WORK INSTRUCTION: Restate the records in full, so that each line matches the original exactly.
....
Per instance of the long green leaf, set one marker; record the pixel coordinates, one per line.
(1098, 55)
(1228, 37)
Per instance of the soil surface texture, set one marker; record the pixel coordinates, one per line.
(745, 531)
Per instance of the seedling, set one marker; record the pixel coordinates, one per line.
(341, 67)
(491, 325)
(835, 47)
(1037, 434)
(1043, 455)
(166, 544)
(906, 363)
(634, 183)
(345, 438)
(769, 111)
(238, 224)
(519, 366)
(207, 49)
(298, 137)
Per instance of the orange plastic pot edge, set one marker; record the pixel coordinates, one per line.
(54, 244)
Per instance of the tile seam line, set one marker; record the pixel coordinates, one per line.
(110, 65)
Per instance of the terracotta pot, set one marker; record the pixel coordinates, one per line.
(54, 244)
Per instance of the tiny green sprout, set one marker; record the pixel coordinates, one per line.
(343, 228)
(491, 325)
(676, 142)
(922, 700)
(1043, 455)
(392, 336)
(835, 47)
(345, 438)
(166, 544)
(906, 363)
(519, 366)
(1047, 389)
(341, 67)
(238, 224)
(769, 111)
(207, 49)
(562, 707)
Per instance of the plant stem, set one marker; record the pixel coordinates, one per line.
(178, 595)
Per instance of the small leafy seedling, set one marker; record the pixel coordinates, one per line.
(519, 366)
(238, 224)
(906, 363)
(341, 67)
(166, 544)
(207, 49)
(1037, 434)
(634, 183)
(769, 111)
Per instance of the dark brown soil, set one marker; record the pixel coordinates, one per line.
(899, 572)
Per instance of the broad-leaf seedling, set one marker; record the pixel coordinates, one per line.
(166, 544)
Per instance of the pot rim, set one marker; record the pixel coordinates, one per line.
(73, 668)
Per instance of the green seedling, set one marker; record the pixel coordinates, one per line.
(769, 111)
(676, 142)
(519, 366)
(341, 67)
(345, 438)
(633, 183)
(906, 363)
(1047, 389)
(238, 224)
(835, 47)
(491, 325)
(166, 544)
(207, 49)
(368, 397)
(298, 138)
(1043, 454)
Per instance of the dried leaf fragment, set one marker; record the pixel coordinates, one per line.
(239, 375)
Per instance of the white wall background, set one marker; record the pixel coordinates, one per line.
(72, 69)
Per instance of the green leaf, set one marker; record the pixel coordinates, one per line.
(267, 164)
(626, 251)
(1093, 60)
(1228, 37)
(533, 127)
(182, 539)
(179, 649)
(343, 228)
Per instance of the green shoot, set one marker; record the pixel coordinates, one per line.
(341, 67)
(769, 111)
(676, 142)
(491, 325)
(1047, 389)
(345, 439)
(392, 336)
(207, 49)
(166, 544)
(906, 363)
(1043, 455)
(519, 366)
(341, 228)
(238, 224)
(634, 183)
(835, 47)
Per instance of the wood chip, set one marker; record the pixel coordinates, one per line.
....
TASK RESPONSE:
Per instance of the long green leaf, set one marker; record the pixel coordinates, one per line.
(1098, 55)
(1228, 37)
Per instance of the soil surface texture, set one marker; record the pixel coordinates, one per line.
(745, 531)
Per instance of the seedling, set one marker; record the pixel coordinates, one per line.
(341, 67)
(491, 325)
(835, 47)
(1037, 434)
(1043, 455)
(166, 544)
(906, 363)
(634, 183)
(345, 438)
(769, 111)
(238, 224)
(519, 366)
(207, 49)
(298, 137)
Per instance of the orange plastic pot edge, set one marker; record the pixel coordinates, one per line.
(54, 244)
Per instance of the tile seam line, set one marker; record the pixel coordinates, one per line.
(110, 65)
Per instance of the terracotta pot, set one marker; record the pixel coordinates, one per line.
(54, 244)
Per instance of the tiny green sprout, set one marker; record the pixel coordinates, one per line.
(343, 228)
(491, 325)
(676, 142)
(922, 700)
(1043, 455)
(392, 336)
(835, 47)
(345, 438)
(166, 544)
(906, 363)
(519, 366)
(1047, 389)
(341, 67)
(238, 224)
(769, 111)
(207, 49)
(562, 707)
Per instance of the plant stem, set one marker; record the pixel coordinates, one per line.
(178, 595)
Per instance of the small leafy seedling, set one marker; record the pixel coordinates, one per line.
(519, 366)
(238, 224)
(906, 363)
(341, 67)
(166, 544)
(207, 49)
(1037, 434)
(634, 183)
(769, 111)
Per instance of the dark brown soil, set one marker; record the pixel coordinates, one per line.
(899, 572)
Per instance of the broad-leaf seedling, set one marker; record the pixel coordinates, one per line.
(166, 544)
Per instance of the pot rim, set one marker; record the pixel coordinates, one per line.
(73, 668)
Per instance of the green seedling, set one marker; record the pixel coordinates, one per line.
(769, 111)
(676, 142)
(519, 366)
(341, 67)
(345, 438)
(633, 183)
(906, 363)
(1047, 389)
(238, 224)
(835, 47)
(491, 325)
(166, 544)
(207, 49)
(368, 397)
(298, 138)
(1043, 454)
Per instance of the dried leaf fragment, set one marker; record the pixel coordinates, one per line.
(239, 375)
Per instance of the white wall background, set one marker; record the pixel coordinates, one per line.
(72, 69)
Per instance of the green leaf, set one marker; record the pixel coordinates, one per line.
(267, 164)
(626, 251)
(1093, 60)
(1228, 37)
(533, 127)
(182, 539)
(179, 649)
(343, 228)
Per instance of the green shoot, set one marker; record the pixel coordinates, one per line.
(341, 67)
(769, 111)
(676, 142)
(491, 325)
(1047, 389)
(345, 439)
(392, 336)
(207, 49)
(166, 544)
(906, 363)
(1043, 455)
(519, 366)
(341, 228)
(238, 224)
(634, 183)
(835, 47)
Per instance of the wood chip, set one marker; record the pixel coordinates, one per line.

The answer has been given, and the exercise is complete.